» **Exercise instructions**
1 - Reproduce the stretch of the passage on manna in the wilderness below, from "But most men" through "hell on earth.", word for word.
2 - Carry on the passage on manna in the wilderness below, picking up after its final sentence.

» **Reading passage**
·····
Many years later, Moses referred to this incident in calling God’s people to faith and obedience and summoning them to be faithful. He said in Deuteronomy 8:1-3, “All the commandments which I command thee this day shall ye observe to do, that ye may live, and multiply, and go in and possess the land which the LORD sware unto your fathers. And thou shalt remember all the way which the LORD thy God led thee these forty years in the wilderness, to humble thee, and to prove thee, to know what was in thine heart, whether thou wouldest keep his commandments, or no. And he humbled thee, and suffered thee to hunger, and fed thee with manna, which thou knewest not, neither did thy fathers know; that he might make thee know that man doth not live by bread only, but by every word that proceedeth out of the mouth of the LORD doth man live.”

This is the text, of course, which our Lord quotes in the temptation of the wilderness, His own time of testing. “Man shall not live by bread alone, but by every word that proceedeth out of the mouth of God.” The church father Tertullian referred to our Lord’s statement as his answer, our Lord’s answer to Israel. They had grumbled against God, but Christ returned the reproach to Israel and Tertullian’s words, I quote, “Whatsofar as I, with my poor powers understand, the Lord figuratively retorted upon Israel the reproach they had cast on the Lord by their murmuring for bread.” Psalm 106:15 has a very telling reference to Israel’s grumbling on another occasion, and he God gave them their request but sent leanness into their soul.” Chadwick observed of God’s ways, and I quote, “Perhaps we are allowed to be comfortable because we are unfit to be heroic.”

Men tend to forget what George Rollinson observed in the nineteenth century, and I quote, “Human life is a probation. God proves and tries those most whom He takes to Himself for His peculiar people, and the trial is often by means of positive precepts, which are especially calculated to test the presence or absence of a spirit of humble and unquestioning obedience. Men are very apt to prefer their own inventions to the simple rule of following at once the letter and the spirit of God’s commandments.”

But most men resent the idea of probation, of testing. They insist on demanding that life on earth be a heaven without any testing. Once they’re saved, they want heaven from there on out. The essence of modern politics is the insistence on a heaven on earth as man’s entitlement without any necessary probation or work, and it is this belief which so readily produces hell on earth.

Thus, in this episode, God gives them, He says, manna. Now you’re not going to have to worry about your problem of food, it’s going to be taken care of from now on until you enter the Promised Land. Well, that was almost forty years. Forty years with no problem as far as food was concerned, but it did not make them grateful. They took it for granted. As someone who is not a Christian once observed, If spring happened once in a decade, or once in a hundred years, it would be regarded as the most marvelous event in the life of man. But because it happens annually, after awhile we become very casual about the blessings of the weather.
·····
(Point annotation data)
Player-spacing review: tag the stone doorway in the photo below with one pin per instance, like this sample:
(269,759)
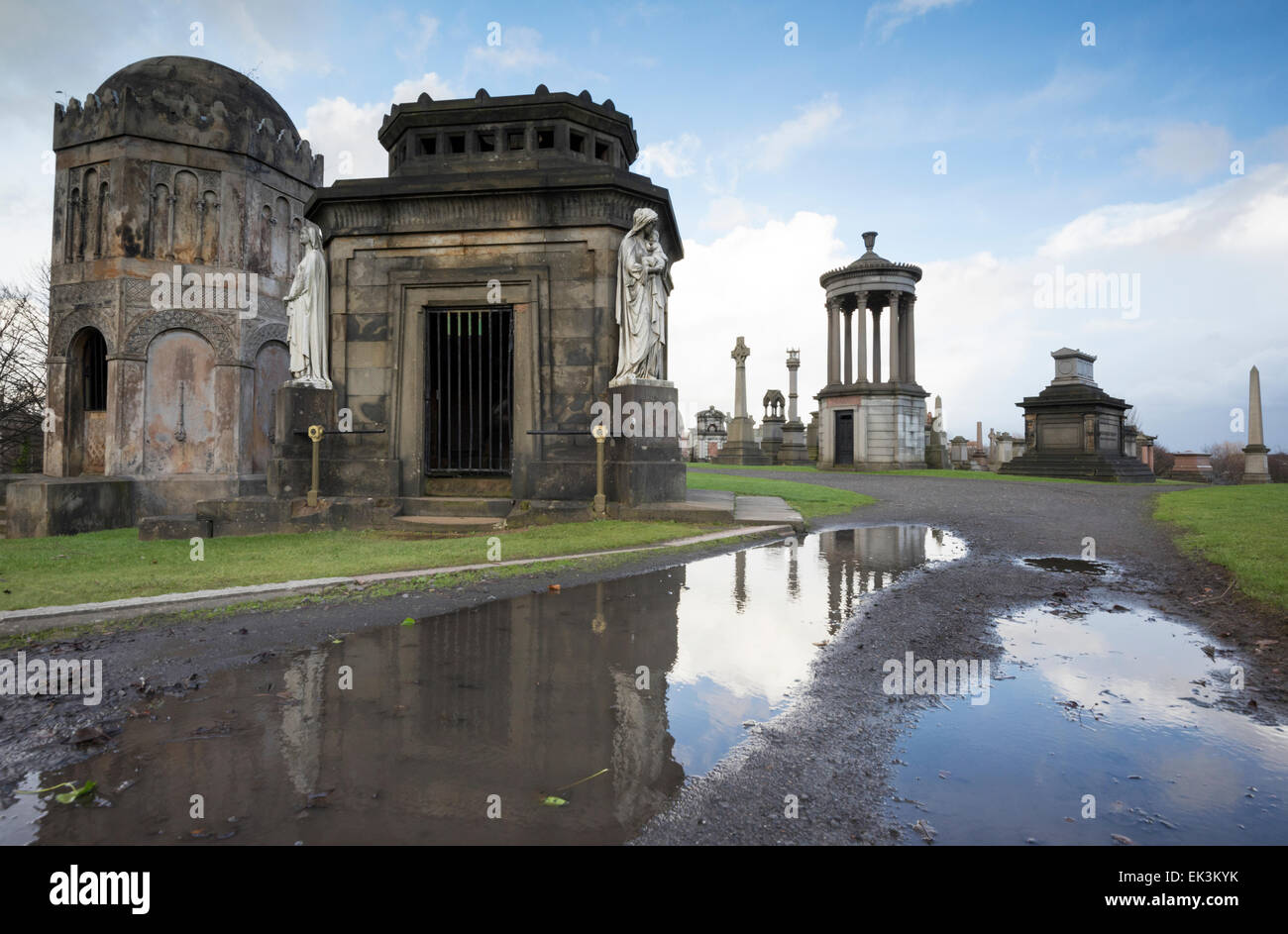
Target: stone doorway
(469,392)
(88,405)
(844,438)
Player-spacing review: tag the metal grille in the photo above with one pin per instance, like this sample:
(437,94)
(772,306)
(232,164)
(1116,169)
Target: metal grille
(94,369)
(469,382)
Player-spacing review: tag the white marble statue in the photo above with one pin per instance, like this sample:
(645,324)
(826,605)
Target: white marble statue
(307,313)
(643,285)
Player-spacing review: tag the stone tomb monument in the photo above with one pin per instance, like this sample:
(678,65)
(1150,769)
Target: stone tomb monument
(741,447)
(1256,462)
(772,425)
(473,321)
(1073,428)
(871,420)
(936,441)
(179,193)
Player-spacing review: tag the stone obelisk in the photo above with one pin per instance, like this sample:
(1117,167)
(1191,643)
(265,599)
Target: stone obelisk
(741,447)
(1256,466)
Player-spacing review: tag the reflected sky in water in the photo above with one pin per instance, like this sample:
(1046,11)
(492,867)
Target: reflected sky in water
(518,698)
(1145,692)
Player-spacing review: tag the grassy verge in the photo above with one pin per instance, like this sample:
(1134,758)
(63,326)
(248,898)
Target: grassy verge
(115,565)
(1240,528)
(806,499)
(546,571)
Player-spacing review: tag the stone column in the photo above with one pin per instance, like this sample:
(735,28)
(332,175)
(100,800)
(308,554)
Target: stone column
(739,355)
(862,335)
(1256,464)
(794,363)
(910,343)
(849,338)
(896,369)
(833,354)
(876,344)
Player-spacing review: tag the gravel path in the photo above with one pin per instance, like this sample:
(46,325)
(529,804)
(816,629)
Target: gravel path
(832,750)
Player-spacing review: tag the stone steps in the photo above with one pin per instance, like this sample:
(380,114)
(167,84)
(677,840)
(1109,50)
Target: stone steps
(456,506)
(449,523)
(469,486)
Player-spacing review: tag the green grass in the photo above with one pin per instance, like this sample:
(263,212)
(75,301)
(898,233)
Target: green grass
(806,499)
(545,571)
(925,471)
(1240,528)
(115,565)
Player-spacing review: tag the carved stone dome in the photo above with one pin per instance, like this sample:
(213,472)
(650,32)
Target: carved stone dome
(204,81)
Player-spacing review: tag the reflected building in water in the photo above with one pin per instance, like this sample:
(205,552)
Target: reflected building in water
(518,698)
(861,561)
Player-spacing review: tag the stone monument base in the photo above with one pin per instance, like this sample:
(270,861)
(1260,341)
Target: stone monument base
(297,407)
(1256,464)
(741,447)
(1077,466)
(794,450)
(643,460)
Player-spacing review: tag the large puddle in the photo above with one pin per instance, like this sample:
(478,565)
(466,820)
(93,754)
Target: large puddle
(574,715)
(1119,706)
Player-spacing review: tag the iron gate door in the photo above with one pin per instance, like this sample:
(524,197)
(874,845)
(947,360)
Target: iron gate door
(469,386)
(844,438)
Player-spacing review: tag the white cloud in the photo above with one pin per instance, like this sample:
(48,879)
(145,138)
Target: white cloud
(774,149)
(890,16)
(519,50)
(1186,151)
(346,132)
(760,282)
(726,213)
(1211,305)
(671,157)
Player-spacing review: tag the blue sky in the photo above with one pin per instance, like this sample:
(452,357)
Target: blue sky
(1113,157)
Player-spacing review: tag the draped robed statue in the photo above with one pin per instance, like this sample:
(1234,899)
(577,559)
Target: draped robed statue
(307,313)
(643,285)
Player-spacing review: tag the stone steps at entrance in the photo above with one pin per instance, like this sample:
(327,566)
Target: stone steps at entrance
(449,523)
(476,506)
(468,486)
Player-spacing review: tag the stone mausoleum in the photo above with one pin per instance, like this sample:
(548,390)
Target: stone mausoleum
(872,412)
(161,392)
(472,304)
(1073,428)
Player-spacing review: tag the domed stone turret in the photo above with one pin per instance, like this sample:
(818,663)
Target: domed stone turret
(175,171)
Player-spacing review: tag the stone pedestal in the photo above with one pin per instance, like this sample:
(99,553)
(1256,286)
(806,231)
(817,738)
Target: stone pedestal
(1192,467)
(936,451)
(794,449)
(643,455)
(741,447)
(958,455)
(1256,464)
(772,437)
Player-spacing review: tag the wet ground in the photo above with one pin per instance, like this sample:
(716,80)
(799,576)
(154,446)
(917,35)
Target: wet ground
(571,715)
(527,693)
(1098,723)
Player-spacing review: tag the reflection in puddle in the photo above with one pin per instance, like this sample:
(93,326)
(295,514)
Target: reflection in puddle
(1115,705)
(636,681)
(1069,566)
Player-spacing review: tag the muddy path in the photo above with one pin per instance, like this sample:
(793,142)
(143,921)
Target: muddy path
(835,750)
·····
» **Outputs**
1 -
But most men resent the idea of probation, of testing. They insist on demanding that life on earth be a heaven without any testing. Once they’re saved, they want heaven from there on out. The essence of modern politics is the insistence on a heaven on earth as man’s entitlement without any necessary probation or work, and it is this belief which so readily produces hell on earth.

2 -
Well, all of life is a testing, and this is what comes out of this text, so we are continually on trial, both in prosperity and in adversity, because our life here is a brief span, a century at the most, and usually much less. But eternity awaits us, and in eternity there is a community, an eternal community. Of the nature of it we do not know, other than there is no sin there, neither tears, nor crying. There is work there but without the curse. There is an eternal state of man’s freedom under God, and for that, all our life is a testing. In fact, although Christians do not like to think of it as such, when they are converted, they are taken into as it were a boot camp, a military training camp, a life of preparation for eternity. They have been drafted, and naturally, God will train them since He has an eternal purpose for them. Let us pray.

Our Lord and our God, make us mindful day by day as we face the problems, the adversities and the blessings of life, that these things have a purpose in testing us, in training us for that purpose that hast ordained for us throughout all eternity. Keep us from grumbling, from whining and complaining about our problems. Grant that we see them as opportunities for growth in service, for growth in knowledge and understanding. We thank thee that thou hast called us, that we are in training. Be merciful unto us in our waywardness. Bless us as we serve thee faithfully and make us ever stronger for thy purpose. In Christ’s name, amen.

Are there any questions now about our lesson? Yes?

[Audience] Seems the people of Israel wanted the Garden of Eden back without having to work for it.

[Rushdoony] What was that?

[Audience] It seems as though the people of Israel wanted the Garden of Eden back without having to work for it.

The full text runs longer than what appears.